Records from a data collection:
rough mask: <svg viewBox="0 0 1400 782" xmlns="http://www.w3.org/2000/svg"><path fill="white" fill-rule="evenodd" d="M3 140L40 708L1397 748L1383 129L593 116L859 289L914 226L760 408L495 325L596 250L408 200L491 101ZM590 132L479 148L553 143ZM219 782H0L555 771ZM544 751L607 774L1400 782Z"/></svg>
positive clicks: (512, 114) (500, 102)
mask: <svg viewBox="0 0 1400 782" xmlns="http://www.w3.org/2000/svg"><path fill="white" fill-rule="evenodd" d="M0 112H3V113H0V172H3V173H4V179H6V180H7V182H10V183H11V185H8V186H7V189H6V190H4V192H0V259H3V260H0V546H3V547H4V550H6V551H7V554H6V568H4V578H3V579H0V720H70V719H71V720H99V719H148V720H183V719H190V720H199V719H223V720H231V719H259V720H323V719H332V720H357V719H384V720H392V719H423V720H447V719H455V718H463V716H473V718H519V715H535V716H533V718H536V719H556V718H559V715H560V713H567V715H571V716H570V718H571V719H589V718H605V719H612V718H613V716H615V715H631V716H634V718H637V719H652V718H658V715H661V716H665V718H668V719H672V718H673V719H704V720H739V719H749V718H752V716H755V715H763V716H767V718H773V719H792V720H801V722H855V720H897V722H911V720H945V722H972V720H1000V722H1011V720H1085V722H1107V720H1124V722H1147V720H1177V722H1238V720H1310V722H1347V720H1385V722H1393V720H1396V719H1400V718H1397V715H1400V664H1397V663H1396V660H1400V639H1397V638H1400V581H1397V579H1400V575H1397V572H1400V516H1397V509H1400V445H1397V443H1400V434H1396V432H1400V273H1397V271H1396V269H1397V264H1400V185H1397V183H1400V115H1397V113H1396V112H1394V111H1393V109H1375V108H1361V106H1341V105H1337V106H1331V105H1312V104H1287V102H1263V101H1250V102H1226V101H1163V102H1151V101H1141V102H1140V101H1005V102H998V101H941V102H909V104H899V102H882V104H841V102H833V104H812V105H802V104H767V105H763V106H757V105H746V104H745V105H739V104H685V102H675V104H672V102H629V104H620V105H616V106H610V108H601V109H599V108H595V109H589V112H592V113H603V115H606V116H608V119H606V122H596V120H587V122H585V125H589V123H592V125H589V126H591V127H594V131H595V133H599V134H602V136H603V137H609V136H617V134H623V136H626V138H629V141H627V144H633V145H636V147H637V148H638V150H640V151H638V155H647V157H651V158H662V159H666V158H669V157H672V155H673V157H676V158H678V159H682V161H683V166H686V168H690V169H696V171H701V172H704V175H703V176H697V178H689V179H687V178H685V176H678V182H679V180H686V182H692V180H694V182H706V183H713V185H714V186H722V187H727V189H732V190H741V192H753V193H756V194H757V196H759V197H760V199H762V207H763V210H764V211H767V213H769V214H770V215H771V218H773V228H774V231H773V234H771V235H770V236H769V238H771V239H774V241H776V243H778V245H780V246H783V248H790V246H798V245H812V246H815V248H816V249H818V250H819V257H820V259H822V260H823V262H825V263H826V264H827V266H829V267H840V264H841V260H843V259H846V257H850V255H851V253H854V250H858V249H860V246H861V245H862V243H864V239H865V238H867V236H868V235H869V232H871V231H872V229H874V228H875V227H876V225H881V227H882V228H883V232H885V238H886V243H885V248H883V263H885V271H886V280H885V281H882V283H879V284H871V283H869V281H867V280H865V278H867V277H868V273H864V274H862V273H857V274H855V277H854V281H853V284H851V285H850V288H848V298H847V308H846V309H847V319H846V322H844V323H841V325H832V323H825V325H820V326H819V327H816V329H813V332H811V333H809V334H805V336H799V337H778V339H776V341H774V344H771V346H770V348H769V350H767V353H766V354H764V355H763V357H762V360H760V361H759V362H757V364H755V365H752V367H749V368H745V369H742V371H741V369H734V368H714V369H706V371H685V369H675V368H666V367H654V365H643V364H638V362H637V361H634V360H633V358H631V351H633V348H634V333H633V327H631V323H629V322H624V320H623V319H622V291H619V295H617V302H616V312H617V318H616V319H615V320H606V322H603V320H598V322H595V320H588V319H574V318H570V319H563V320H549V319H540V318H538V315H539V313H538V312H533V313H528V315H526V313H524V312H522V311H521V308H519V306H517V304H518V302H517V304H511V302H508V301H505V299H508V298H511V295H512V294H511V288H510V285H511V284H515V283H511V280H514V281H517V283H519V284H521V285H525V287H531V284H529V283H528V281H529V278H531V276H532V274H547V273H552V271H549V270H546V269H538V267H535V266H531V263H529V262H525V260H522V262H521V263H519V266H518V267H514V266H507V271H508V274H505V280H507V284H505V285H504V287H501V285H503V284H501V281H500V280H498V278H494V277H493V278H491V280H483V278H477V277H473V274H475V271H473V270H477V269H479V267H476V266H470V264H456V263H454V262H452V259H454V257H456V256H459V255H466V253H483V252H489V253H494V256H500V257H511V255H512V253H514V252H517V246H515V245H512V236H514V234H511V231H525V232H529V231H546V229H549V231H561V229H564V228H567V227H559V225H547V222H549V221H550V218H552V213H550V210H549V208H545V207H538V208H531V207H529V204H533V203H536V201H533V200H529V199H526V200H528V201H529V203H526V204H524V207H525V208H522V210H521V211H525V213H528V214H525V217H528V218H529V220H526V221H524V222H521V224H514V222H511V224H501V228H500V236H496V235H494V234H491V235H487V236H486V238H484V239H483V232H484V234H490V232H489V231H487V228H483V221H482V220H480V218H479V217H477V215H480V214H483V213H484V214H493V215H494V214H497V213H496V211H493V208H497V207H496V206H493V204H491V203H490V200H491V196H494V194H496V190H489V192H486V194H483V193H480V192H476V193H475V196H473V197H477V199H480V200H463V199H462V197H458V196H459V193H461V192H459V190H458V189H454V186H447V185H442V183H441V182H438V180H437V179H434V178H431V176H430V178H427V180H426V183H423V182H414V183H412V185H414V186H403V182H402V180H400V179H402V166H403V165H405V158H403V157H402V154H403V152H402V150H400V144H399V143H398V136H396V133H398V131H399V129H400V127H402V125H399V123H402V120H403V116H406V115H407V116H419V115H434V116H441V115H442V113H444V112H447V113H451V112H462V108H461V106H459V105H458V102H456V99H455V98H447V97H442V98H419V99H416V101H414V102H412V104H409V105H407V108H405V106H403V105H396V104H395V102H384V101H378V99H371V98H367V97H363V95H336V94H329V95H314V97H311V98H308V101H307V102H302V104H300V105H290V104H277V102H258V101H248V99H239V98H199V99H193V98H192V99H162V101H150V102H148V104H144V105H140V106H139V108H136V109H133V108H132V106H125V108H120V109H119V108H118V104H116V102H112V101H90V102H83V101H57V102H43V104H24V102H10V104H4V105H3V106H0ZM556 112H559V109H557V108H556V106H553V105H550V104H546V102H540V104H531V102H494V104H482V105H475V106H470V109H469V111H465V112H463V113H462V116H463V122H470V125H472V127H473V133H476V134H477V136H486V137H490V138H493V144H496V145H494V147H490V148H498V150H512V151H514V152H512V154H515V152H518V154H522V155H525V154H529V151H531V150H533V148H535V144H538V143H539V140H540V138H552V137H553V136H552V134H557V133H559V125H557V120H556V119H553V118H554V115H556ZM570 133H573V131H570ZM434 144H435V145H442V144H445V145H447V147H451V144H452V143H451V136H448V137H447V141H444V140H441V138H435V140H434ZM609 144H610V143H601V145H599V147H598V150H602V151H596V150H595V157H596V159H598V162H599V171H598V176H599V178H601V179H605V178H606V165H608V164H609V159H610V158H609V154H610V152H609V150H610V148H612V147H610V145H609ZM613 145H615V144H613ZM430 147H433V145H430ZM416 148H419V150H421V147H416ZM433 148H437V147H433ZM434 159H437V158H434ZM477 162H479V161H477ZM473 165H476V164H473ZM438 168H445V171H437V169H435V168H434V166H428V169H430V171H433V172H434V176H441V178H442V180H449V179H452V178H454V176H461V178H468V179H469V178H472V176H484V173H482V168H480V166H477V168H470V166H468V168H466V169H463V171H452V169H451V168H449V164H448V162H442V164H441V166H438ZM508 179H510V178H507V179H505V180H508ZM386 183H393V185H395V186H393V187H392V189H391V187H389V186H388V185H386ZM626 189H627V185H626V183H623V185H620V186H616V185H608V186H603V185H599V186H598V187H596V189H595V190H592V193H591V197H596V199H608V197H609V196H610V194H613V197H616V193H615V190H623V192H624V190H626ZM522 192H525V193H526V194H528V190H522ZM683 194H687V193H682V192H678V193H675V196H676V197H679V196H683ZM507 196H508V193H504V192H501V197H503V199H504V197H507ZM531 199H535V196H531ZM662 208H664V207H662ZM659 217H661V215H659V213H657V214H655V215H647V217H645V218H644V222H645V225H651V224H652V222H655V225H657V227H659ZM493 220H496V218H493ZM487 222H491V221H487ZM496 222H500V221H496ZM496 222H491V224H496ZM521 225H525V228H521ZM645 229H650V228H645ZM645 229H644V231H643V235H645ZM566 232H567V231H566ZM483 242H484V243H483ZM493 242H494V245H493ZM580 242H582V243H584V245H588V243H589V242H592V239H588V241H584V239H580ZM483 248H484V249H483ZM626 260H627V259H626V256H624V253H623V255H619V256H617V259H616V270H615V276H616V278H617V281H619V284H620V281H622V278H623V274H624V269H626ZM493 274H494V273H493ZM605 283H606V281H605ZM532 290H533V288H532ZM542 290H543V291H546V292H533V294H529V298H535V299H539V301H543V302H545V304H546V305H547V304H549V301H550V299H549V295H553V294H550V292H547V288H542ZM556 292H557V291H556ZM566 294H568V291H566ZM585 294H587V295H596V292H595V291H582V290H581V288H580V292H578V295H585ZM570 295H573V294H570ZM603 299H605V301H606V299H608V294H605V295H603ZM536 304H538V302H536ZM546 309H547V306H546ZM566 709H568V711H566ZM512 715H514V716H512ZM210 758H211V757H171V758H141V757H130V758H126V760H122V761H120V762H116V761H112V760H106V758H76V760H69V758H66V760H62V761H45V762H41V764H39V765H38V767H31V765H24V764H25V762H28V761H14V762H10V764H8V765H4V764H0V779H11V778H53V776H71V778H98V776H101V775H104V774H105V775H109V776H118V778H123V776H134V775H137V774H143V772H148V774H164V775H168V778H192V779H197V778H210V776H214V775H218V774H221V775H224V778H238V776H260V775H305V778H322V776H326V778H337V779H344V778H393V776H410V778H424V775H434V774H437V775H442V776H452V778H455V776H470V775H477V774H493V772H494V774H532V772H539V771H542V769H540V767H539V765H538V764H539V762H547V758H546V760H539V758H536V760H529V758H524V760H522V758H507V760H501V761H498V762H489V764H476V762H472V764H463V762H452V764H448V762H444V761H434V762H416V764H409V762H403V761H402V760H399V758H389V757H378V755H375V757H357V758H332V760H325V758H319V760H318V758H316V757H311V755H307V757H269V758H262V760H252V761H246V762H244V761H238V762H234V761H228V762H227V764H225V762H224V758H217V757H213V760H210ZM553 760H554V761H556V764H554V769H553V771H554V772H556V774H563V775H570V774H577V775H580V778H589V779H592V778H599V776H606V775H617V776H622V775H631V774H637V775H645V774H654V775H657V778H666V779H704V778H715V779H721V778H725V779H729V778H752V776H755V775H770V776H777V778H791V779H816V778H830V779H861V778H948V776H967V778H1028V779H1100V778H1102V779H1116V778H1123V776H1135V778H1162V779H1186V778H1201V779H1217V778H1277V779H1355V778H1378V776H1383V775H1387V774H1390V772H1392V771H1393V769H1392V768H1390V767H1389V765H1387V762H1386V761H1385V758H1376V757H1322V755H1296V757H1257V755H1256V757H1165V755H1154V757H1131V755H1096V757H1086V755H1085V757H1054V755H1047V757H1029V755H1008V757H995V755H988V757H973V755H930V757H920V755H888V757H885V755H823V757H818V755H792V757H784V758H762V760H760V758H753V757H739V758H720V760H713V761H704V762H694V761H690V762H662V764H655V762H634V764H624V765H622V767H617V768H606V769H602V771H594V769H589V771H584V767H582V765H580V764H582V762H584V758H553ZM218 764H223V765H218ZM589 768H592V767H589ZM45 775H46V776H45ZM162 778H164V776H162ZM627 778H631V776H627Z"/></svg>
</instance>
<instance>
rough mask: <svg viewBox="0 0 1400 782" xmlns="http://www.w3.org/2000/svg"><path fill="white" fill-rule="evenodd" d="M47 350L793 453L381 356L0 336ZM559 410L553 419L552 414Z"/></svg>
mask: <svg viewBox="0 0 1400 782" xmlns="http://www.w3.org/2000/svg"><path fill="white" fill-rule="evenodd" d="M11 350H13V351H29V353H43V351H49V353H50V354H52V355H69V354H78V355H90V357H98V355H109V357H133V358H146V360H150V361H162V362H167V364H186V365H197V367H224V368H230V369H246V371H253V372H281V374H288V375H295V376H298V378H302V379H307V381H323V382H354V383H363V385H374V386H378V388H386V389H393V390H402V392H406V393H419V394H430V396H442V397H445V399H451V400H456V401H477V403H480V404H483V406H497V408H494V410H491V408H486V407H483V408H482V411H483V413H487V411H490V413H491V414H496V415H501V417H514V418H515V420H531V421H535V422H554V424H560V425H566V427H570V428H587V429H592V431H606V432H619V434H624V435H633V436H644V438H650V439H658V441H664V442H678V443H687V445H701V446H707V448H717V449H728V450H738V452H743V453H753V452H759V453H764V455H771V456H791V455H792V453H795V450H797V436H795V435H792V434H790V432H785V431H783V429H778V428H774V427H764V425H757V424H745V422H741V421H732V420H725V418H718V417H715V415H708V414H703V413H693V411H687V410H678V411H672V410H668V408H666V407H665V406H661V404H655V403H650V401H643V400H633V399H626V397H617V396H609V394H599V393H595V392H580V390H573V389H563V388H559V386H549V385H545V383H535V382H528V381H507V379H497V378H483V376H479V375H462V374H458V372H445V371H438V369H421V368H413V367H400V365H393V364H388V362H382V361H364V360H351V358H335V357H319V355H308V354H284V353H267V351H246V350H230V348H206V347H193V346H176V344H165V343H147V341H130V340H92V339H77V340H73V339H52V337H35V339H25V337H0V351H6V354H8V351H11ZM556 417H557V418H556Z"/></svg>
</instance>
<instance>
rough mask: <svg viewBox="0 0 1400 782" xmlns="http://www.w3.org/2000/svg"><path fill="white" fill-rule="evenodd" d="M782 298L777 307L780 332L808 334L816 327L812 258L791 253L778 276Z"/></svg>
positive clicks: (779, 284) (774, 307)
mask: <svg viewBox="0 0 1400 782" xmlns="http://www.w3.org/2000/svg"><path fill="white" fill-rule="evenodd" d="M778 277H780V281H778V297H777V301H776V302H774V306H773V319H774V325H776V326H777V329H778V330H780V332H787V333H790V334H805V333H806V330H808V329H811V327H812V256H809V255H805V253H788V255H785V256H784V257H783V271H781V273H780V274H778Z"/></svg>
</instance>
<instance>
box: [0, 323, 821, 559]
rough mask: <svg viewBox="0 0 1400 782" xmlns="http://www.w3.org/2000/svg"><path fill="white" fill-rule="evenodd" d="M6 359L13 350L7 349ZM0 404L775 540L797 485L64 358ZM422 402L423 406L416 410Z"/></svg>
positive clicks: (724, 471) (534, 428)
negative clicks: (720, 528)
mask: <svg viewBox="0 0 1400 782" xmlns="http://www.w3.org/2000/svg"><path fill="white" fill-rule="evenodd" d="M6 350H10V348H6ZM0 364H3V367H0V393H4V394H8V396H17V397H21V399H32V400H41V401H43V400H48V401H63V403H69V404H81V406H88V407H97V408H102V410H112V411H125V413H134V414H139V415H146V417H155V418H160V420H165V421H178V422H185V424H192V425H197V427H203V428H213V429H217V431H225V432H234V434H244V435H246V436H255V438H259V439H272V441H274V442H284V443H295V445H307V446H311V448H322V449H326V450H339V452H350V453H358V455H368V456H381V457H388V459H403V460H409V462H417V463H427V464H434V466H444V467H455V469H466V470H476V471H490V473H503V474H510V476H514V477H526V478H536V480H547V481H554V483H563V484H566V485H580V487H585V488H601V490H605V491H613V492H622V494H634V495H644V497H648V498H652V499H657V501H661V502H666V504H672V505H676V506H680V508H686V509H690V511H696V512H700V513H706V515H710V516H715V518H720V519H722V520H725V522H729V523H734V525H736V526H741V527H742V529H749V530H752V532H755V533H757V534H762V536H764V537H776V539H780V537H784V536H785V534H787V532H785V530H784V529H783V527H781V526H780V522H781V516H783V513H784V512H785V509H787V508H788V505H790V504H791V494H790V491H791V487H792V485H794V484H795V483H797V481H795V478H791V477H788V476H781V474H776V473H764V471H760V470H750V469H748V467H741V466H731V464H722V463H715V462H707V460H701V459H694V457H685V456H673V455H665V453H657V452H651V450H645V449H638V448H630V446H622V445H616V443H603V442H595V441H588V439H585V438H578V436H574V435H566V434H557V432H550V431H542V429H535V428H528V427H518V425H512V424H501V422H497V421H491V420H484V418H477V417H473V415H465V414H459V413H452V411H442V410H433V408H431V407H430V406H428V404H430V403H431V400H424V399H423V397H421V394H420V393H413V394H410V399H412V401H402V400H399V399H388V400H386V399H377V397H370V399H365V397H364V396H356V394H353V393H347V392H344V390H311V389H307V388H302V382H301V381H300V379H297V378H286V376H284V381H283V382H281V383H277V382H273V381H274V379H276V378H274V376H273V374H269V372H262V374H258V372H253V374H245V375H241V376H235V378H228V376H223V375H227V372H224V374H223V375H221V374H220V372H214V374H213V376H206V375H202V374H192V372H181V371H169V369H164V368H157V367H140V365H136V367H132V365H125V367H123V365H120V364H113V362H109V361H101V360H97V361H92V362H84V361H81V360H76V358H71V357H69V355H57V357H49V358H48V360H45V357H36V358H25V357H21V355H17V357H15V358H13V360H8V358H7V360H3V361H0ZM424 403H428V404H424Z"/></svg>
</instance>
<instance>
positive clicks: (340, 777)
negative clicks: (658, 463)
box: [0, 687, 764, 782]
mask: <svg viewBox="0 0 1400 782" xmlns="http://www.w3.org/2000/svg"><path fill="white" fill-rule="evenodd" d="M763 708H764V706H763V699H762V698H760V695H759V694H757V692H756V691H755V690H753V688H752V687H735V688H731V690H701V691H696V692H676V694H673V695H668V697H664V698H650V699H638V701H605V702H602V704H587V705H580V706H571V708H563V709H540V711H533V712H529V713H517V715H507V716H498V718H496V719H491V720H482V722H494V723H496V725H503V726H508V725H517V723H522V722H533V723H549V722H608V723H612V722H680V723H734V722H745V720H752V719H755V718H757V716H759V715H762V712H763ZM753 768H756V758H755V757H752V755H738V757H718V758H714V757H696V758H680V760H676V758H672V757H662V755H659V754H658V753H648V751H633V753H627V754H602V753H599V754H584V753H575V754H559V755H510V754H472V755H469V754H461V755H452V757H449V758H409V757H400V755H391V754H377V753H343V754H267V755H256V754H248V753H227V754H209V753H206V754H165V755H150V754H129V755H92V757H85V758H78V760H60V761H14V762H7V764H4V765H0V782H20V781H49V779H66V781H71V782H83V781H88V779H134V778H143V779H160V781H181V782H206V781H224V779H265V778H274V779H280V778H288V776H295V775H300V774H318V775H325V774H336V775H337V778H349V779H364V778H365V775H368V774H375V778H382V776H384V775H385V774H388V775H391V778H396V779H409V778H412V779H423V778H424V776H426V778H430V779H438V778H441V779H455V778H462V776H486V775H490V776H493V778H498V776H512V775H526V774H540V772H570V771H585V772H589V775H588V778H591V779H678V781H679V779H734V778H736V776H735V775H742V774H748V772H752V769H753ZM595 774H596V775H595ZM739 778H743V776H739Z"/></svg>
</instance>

=== How to complete this task ===
Format everything from the start of the entries down through the line containing "positive clicks: (512, 114) (500, 102)" as a numbered list, and leave out any blank lines.

=== Written answer ===
1. rough mask: <svg viewBox="0 0 1400 782" xmlns="http://www.w3.org/2000/svg"><path fill="white" fill-rule="evenodd" d="M3 140L40 708L1397 748L1383 129L593 116L859 289L914 226L760 408L495 325L596 250L408 200L491 101ZM590 132L479 148L553 143ZM219 782H0L555 771ZM544 751L607 774L1400 782Z"/></svg>
2. positive clicks: (512, 114) (500, 102)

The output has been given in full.